Direction 1: Which kinds of substances does the passage on molar conductivity name as examples of strong electrolytes?
Direction 2: From the passage on molar conductivity, set down word for word the part that begins with the words containing "For weak electrolytes" and ends with "independent ionic migration.".

Page extract:
────
There are two types of electrolytes: strong and weak. Strong electrolytes usually undergo complete ionization, and therefore they have higher conductivity than weak electrolytes, which undergo only partial ionization. For strong electrolytes, such as salts, strong acids and strong bases, the molar conductivity depends only weakly on concentration. On dilution there is a regular increase in the molar conductivity of strong electrolyte, due to the decrease in solute–solute interaction. Based on experimental data Friedrich Kohlrausch (around the year 1900) proposed the non-linear law for strong electrolytes:

 $\Lambda_\text{m} =\Lambda_\text{m}^\circ - K\sqrt{c} = \alpha f_\lambda \Lambda_\text{m}^\circ,$
where
 Λ is the molar conductivity at infinite dilution (or limiting molar conductivity), which can be determined by extrapolation of Λ_{m} as a function of √c,
 K is the Kohlrausch coefficient, which depends mainly on the stoichiometry of the specific salt in solution,
 α is the dissociation degree even for strong concentrated electrolytes,
 f_{λ} is the lambda factor for concentrated solutions.

This law is valid for low electrolyte concentrations only; it fits into the Debye–Hückel–Onsager equation.

For weak electrolytes (i.e. incompletely dissociated electrolytes), however, the molar conductivity strongly depends on concentration: The more dilute a solution, the greater its molar conductivity, due to increased ionic dissociation. For example, acetic acid has a higher molar conductivity in dilute aqueous acetic acid than in concentrated acetic acid.

== Kohlrausch's law of independent migration of ions==

Friedrich Kohlrausch in 1875–1879 established that to a high accuracy in dilute solutions, molar conductivity can be decomposed into contributions of the individual ions. This is known as Kohlrausch's law of independent ionic migration.
For any electrolyte A_{x}B_{y}, the limiting molar conductivity is expressed as x times the limiting molar conductivity of A^{y+} and y times the limiting molar conductivity of B^{x−}.

 $\Lambda_\text{m}^\circ = \sum_i \nu_i \lambda_i,$
where:
 λ_{i} is the limiting molar ionic conductivity of ion i,
 ν_{i} is the number of ions i in the formula unit of the electrolyte (e.g. 2 and 1 for Na^{+} and SO_{4}^{2−} in Na_{2}SO_{4}).

Kohlrausch's evidence for this law was that the limiting molar conductivities of two electrolytes with two different cations and a common anion differ by an amount which is independent of the nature of the anion. For example, Λ_{0}(KX) − Λ_{0}(NaX) = 23.4 S cm^{2} mol^{−1} for X = Cl^{−}, I^{−} and 1/2 SO_{4}^{2−}. This difference is ascribed to a difference in ionic conductivities between K^{+} and Na^{+}. Similar regularities are found for two electrolytes with a common anion and two cations.
────
Image object location entries
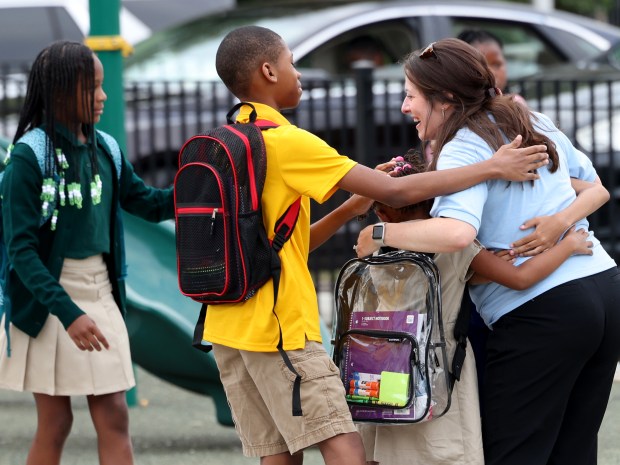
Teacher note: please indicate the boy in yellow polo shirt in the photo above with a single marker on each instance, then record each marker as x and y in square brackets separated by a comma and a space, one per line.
[257, 66]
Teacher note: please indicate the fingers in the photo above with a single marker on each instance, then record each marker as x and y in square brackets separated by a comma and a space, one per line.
[86, 335]
[532, 252]
[516, 142]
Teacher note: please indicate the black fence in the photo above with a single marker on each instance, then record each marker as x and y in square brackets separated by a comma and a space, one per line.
[360, 116]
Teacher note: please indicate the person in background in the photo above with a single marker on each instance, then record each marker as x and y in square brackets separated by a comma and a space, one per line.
[492, 47]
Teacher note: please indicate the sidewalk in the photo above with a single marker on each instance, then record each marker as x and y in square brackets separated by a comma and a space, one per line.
[174, 426]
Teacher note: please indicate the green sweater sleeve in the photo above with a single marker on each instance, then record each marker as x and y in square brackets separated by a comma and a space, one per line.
[146, 202]
[21, 214]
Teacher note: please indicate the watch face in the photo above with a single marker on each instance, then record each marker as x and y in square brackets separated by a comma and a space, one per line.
[377, 231]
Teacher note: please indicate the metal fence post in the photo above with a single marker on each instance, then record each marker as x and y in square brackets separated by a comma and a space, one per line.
[364, 116]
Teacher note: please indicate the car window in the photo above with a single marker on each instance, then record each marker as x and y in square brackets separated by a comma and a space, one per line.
[383, 44]
[525, 51]
[44, 25]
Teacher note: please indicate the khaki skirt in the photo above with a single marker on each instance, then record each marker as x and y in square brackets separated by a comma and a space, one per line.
[51, 363]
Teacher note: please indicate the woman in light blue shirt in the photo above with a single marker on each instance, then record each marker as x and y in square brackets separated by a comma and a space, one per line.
[553, 348]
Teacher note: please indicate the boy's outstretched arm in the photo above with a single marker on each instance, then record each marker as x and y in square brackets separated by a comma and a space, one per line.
[590, 197]
[510, 162]
[326, 227]
[487, 265]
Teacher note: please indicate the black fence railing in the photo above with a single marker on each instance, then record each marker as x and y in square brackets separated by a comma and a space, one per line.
[361, 118]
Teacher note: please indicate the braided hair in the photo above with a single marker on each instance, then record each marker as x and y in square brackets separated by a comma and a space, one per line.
[60, 73]
[411, 163]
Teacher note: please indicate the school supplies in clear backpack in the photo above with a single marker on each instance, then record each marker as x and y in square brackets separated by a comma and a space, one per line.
[388, 339]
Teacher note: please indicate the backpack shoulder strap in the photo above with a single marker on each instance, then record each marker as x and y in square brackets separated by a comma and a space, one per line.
[114, 150]
[36, 139]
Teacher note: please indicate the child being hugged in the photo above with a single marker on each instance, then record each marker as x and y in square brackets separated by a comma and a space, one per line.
[258, 67]
[62, 192]
[456, 437]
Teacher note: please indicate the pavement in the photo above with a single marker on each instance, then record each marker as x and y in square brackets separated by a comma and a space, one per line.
[173, 426]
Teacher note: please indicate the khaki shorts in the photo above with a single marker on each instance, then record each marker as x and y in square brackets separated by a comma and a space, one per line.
[259, 388]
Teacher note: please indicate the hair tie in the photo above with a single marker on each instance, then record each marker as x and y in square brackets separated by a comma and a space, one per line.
[493, 92]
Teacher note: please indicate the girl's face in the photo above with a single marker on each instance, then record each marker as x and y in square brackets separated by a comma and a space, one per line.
[428, 118]
[96, 98]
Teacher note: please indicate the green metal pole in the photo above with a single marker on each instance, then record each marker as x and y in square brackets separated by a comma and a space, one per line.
[106, 42]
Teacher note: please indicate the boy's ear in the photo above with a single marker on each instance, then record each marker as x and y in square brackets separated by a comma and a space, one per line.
[269, 72]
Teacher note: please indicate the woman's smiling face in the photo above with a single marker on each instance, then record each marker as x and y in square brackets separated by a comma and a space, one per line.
[428, 118]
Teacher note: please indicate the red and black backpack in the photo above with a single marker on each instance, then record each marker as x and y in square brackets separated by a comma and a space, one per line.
[224, 254]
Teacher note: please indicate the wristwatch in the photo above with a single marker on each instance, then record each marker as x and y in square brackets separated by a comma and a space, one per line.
[378, 234]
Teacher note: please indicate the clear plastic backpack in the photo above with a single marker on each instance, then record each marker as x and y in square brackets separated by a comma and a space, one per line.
[388, 339]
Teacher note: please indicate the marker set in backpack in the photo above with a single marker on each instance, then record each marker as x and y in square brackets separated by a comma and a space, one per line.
[388, 339]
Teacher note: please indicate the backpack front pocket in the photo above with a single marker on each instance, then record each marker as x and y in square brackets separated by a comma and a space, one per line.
[201, 231]
[378, 368]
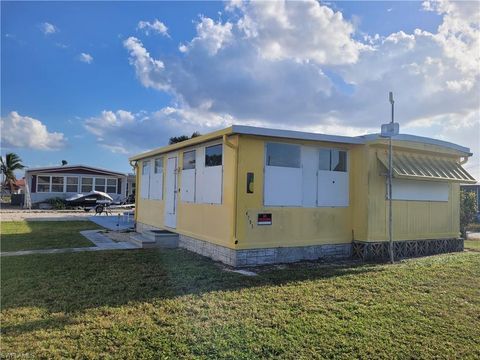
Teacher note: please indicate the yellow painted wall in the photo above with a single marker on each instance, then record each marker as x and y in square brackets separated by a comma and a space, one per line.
[209, 222]
[411, 219]
[290, 226]
[150, 212]
[365, 219]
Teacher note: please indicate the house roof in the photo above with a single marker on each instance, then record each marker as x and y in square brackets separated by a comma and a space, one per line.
[420, 139]
[73, 168]
[298, 135]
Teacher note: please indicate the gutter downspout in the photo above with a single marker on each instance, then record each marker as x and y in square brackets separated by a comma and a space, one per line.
[464, 160]
[235, 185]
[134, 165]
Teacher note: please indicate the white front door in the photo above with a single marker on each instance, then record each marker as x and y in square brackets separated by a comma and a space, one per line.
[171, 193]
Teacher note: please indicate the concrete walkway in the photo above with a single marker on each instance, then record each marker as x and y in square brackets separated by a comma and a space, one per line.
[113, 222]
[101, 243]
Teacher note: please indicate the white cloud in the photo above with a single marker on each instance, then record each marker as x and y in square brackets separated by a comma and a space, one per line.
[297, 65]
[48, 28]
[25, 132]
[150, 72]
[155, 26]
[86, 58]
[307, 31]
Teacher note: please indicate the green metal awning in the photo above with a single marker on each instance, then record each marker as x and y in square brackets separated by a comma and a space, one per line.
[418, 167]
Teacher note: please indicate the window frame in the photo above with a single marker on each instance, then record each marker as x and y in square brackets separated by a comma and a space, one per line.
[160, 160]
[266, 160]
[111, 186]
[145, 165]
[49, 183]
[67, 184]
[82, 184]
[194, 151]
[206, 164]
[331, 150]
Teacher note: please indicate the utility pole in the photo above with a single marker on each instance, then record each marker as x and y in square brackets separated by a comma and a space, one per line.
[389, 130]
[390, 213]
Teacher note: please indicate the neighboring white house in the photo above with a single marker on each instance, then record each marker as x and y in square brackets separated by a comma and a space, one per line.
[64, 181]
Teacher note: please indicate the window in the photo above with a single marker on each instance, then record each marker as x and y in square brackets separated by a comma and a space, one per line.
[324, 163]
[87, 184]
[332, 179]
[145, 180]
[57, 183]
[158, 166]
[146, 168]
[213, 155]
[72, 184]
[339, 160]
[43, 184]
[100, 184]
[283, 175]
[333, 160]
[112, 186]
[189, 160]
[284, 155]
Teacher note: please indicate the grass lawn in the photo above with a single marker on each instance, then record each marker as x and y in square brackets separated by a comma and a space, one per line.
[31, 235]
[472, 244]
[174, 304]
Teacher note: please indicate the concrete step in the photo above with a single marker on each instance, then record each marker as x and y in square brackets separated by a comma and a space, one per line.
[141, 241]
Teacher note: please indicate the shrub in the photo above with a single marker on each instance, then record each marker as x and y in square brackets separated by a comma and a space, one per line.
[57, 203]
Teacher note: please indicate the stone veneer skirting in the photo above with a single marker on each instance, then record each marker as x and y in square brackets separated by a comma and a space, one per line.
[254, 257]
[379, 251]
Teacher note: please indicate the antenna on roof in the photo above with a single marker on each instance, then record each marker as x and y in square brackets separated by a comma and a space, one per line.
[389, 130]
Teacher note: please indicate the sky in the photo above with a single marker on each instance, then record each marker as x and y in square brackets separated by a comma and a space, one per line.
[96, 82]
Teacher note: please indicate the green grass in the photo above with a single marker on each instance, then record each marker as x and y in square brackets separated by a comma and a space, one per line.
[472, 244]
[173, 304]
[32, 235]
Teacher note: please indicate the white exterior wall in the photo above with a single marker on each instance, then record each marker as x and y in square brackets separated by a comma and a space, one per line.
[37, 197]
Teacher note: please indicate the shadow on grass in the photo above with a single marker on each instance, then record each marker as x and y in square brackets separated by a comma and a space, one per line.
[79, 281]
[72, 283]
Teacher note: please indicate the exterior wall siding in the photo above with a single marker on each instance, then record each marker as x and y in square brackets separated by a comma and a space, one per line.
[229, 232]
[291, 226]
[413, 220]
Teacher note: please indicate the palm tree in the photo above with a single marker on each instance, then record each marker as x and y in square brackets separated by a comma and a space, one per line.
[8, 166]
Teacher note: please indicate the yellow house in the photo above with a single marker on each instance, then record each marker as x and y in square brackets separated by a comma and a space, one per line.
[247, 196]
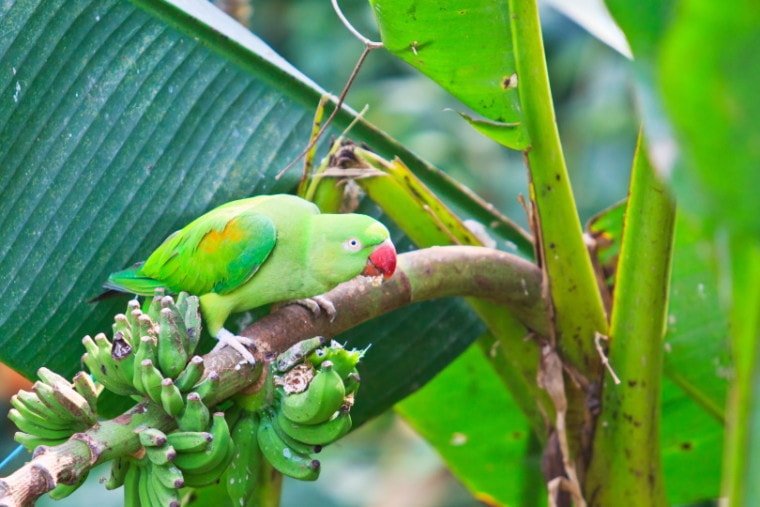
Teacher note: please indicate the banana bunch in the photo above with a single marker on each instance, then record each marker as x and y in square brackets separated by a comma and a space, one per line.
[304, 406]
[150, 353]
[171, 462]
[54, 410]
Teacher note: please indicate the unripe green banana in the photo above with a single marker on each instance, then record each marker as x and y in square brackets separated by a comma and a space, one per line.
[65, 396]
[203, 468]
[208, 385]
[282, 457]
[319, 401]
[297, 353]
[146, 351]
[47, 395]
[119, 468]
[171, 398]
[161, 455]
[133, 312]
[190, 375]
[154, 307]
[123, 356]
[160, 494]
[100, 363]
[261, 398]
[195, 416]
[152, 437]
[189, 441]
[151, 380]
[168, 476]
[316, 434]
[352, 382]
[243, 474]
[121, 325]
[296, 445]
[62, 490]
[144, 487]
[172, 349]
[146, 327]
[84, 385]
[132, 496]
[93, 361]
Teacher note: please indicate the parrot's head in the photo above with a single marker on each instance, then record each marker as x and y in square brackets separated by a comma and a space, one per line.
[351, 245]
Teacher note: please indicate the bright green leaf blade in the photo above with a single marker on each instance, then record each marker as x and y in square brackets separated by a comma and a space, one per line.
[697, 354]
[691, 443]
[489, 445]
[466, 49]
[510, 135]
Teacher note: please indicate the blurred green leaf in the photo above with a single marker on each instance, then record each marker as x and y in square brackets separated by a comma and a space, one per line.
[714, 107]
[593, 16]
[466, 49]
[489, 446]
[691, 443]
[117, 128]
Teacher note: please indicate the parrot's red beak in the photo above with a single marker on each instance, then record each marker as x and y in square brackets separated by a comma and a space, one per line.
[382, 260]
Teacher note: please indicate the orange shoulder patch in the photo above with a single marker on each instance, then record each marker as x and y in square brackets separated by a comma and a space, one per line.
[231, 233]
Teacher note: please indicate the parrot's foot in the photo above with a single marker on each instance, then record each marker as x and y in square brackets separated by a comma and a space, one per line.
[316, 305]
[239, 343]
────
Task solution 1: Salts, strong acids, and strong bases.

Task solution 2:
For weak electrolytes (i.e. incompletely dissociated electrolytes), however, the molar conductivity strongly depends on concentration: The more dilute a solution, the greater its molar conductivity, due to increased ionic dissociation. For example, acetic acid has a higher molar conductivity in dilute aqueous acetic acid than in concentrated acetic acid.

== Kohlrausch's law of independent migration of ions==

Friedrich Kohlrausch in 1875–1879 established that to a high accuracy in dilute solutions, molar conductivity can be decomposed into contributions of the individual ions. This is known as Kohlrausch's law of independent ionic migration.